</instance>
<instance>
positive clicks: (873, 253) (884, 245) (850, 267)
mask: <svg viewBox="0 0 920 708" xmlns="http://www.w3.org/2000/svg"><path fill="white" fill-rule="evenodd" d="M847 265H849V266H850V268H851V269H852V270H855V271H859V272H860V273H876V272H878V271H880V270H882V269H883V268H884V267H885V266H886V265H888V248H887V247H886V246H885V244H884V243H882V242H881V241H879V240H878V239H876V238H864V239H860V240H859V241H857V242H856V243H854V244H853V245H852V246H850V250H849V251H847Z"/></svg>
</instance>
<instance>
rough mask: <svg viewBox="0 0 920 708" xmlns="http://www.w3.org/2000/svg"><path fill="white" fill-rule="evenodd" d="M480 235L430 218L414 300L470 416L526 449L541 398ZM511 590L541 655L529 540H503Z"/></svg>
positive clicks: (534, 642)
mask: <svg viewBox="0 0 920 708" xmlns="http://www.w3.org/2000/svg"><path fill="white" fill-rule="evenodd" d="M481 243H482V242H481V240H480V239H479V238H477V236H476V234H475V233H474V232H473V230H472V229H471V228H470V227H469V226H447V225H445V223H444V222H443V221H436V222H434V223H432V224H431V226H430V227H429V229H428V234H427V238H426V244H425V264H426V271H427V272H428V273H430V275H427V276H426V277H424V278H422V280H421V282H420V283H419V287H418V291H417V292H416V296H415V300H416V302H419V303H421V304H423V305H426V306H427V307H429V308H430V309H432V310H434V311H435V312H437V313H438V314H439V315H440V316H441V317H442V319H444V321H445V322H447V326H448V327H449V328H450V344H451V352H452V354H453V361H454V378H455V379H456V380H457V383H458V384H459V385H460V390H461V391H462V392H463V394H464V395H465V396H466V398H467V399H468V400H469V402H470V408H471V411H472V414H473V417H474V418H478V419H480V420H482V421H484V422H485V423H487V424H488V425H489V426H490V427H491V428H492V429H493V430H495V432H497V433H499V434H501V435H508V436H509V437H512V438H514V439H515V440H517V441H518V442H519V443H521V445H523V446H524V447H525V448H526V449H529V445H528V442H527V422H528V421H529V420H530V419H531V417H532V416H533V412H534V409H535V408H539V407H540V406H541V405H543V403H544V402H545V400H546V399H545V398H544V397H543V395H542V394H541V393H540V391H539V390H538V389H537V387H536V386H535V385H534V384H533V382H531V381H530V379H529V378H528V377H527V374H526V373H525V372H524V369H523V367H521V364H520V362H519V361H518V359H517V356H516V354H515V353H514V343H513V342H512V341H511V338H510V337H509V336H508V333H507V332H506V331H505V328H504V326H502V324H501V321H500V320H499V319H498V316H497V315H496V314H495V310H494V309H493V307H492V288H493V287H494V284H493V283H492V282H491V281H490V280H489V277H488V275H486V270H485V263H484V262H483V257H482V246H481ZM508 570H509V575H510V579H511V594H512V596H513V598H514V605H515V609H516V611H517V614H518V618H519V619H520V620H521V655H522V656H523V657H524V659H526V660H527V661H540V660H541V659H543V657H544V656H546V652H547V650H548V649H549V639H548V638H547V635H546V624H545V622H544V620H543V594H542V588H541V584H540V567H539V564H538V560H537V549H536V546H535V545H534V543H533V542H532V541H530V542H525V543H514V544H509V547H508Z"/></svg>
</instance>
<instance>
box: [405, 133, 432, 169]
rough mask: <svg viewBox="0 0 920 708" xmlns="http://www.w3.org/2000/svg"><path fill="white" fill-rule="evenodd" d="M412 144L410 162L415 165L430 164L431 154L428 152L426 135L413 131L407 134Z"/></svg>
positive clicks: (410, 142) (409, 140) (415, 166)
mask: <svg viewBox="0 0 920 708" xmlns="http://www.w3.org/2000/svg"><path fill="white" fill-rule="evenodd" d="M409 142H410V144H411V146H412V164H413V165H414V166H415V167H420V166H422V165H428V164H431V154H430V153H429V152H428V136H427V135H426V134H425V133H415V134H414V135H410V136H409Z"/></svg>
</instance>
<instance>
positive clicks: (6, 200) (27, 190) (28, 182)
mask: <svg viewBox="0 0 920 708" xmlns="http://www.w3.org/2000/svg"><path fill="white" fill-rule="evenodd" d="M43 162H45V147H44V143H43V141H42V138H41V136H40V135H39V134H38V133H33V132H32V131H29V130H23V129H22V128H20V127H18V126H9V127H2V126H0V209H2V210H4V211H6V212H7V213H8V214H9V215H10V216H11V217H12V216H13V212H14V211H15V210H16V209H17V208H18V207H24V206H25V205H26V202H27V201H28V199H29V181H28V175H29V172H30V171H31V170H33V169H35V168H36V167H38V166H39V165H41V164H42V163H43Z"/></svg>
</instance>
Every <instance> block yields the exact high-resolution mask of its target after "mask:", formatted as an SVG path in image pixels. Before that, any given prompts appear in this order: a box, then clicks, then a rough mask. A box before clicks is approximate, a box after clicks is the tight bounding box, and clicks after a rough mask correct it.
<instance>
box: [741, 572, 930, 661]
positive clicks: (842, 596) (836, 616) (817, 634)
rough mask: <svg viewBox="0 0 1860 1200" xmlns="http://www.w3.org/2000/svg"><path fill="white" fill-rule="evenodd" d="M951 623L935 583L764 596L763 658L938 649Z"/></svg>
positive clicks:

----

Output every record exactly as written, with nothing dropped.

→ Task output:
</instance>
<instance>
positive clicks: (873, 253) (884, 245) (850, 267)
mask: <svg viewBox="0 0 920 708" xmlns="http://www.w3.org/2000/svg"><path fill="white" fill-rule="evenodd" d="M847 265H849V266H850V268H851V269H852V270H855V271H859V272H860V273H876V272H878V271H880V270H882V269H883V268H884V267H885V266H886V265H888V248H887V247H886V246H885V244H884V243H882V242H881V241H879V240H878V239H876V238H864V239H860V240H859V241H857V242H856V243H854V244H853V245H852V246H850V250H849V251H847Z"/></svg>
</instance>
<instance>
rough mask: <svg viewBox="0 0 920 708" xmlns="http://www.w3.org/2000/svg"><path fill="white" fill-rule="evenodd" d="M480 235L430 218L414 300L470 416L526 449L541 398ZM511 590L541 655L529 540H503Z"/></svg>
positive clicks: (534, 642)
mask: <svg viewBox="0 0 920 708" xmlns="http://www.w3.org/2000/svg"><path fill="white" fill-rule="evenodd" d="M481 243H482V242H481V240H480V239H479V238H477V236H476V234H475V233H474V232H473V230H472V229H471V228H470V227H469V226H447V225H445V223H444V222H443V221H436V222H434V223H432V224H431V226H430V227H429V229H428V234H427V238H426V244H425V264H426V271H427V272H428V273H430V275H427V276H426V277H424V278H422V280H421V282H420V283H419V287H418V291H417V292H416V296H415V300H416V302H419V303H421V304H423V305H426V306H427V307H429V308H430V309H432V310H434V311H435V312H437V313H438V314H439V315H440V316H441V317H442V319H444V321H445V322H447V326H448V327H449V328H450V344H451V352H452V354H453V361H454V378H455V379H456V380H457V383H458V384H459V385H460V390H461V391H462V392H463V394H464V395H465V396H466V398H467V399H468V400H469V402H470V408H471V411H472V414H473V417H474V418H478V419H480V420H482V421H484V422H485V423H487V424H488V425H489V426H490V427H491V428H492V429H493V430H495V432H497V433H499V434H501V435H508V436H509V437H512V438H514V439H515V440H517V441H518V442H519V443H521V445H523V446H524V447H525V448H526V449H529V445H528V442H527V422H528V421H529V420H530V419H531V417H532V416H533V412H534V409H535V408H539V407H540V406H541V405H543V403H544V402H545V400H546V399H545V398H544V397H543V395H542V394H541V393H540V391H539V390H538V389H537V387H536V386H535V385H534V384H533V382H531V381H530V379H529V378H528V377H527V374H526V373H525V372H524V369H523V367H521V364H520V362H519V361H518V359H517V356H516V354H515V353H514V343H513V342H512V341H511V338H510V337H509V336H508V333H507V332H506V331H505V328H504V326H502V324H501V321H500V320H499V319H498V316H497V315H496V314H495V310H494V309H493V307H492V288H493V287H494V284H493V283H492V282H491V281H490V280H489V277H488V275H486V270H485V263H484V262H483V257H482V246H481ZM508 570H509V575H510V579H511V594H512V596H513V598H514V605H515V609H516V611H517V614H518V618H519V619H520V620H521V655H522V656H523V657H524V659H526V660H527V661H540V660H541V659H543V657H544V656H546V652H547V650H548V649H549V639H548V638H547V635H546V624H545V622H544V620H543V594H542V588H541V584H540V567H539V564H538V560H537V549H536V546H535V545H534V543H533V542H532V541H530V542H525V543H514V544H509V547H508Z"/></svg>
</instance>
<instance>
box: [405, 133, 432, 169]
rough mask: <svg viewBox="0 0 920 708" xmlns="http://www.w3.org/2000/svg"><path fill="white" fill-rule="evenodd" d="M412 144L410 162L415 165L430 164L431 154L428 152L426 135L413 131L407 134Z"/></svg>
positive clicks: (410, 142) (409, 140) (415, 166)
mask: <svg viewBox="0 0 920 708" xmlns="http://www.w3.org/2000/svg"><path fill="white" fill-rule="evenodd" d="M409 142H410V144H411V146H412V164H413V165H414V166H415V167H420V166H422V165H428V164H431V154H430V153H429V152H428V136H427V135H426V134H425V133H415V134H414V135H410V136H409Z"/></svg>
</instance>
<instance>
positive clicks: (6, 200) (27, 190) (28, 182)
mask: <svg viewBox="0 0 920 708" xmlns="http://www.w3.org/2000/svg"><path fill="white" fill-rule="evenodd" d="M43 162H45V147H44V143H43V141H42V138H41V136H40V135H39V134H38V133H33V132H32V131H29V130H23V129H22V128H20V127H18V126H9V127H2V126H0V209H2V210H4V211H6V212H7V213H8V214H9V215H10V216H11V217H12V216H13V212H14V211H15V210H16V209H17V208H18V207H24V206H25V205H26V202H27V201H28V199H29V181H28V175H29V172H30V171H31V170H33V169H35V168H36V167H38V166H39V165H41V164H42V163H43Z"/></svg>
</instance>
Every <instance> block yields the exact high-resolution mask of its target after "mask:", formatted as an SVG path in image pixels. Before that, any given prompts appear in this order: a box, then clicks, then a rough mask. A box before clicks is approximate, a box after clicks is the tight bounding box, and clicks after a rough mask correct it.
<instance>
box: [741, 572, 930, 661]
positive clicks: (842, 596) (836, 616) (817, 634)
rough mask: <svg viewBox="0 0 1860 1200" xmlns="http://www.w3.org/2000/svg"><path fill="white" fill-rule="evenodd" d="M951 623L935 583L764 596L763 658L938 649Z"/></svg>
positive clicks:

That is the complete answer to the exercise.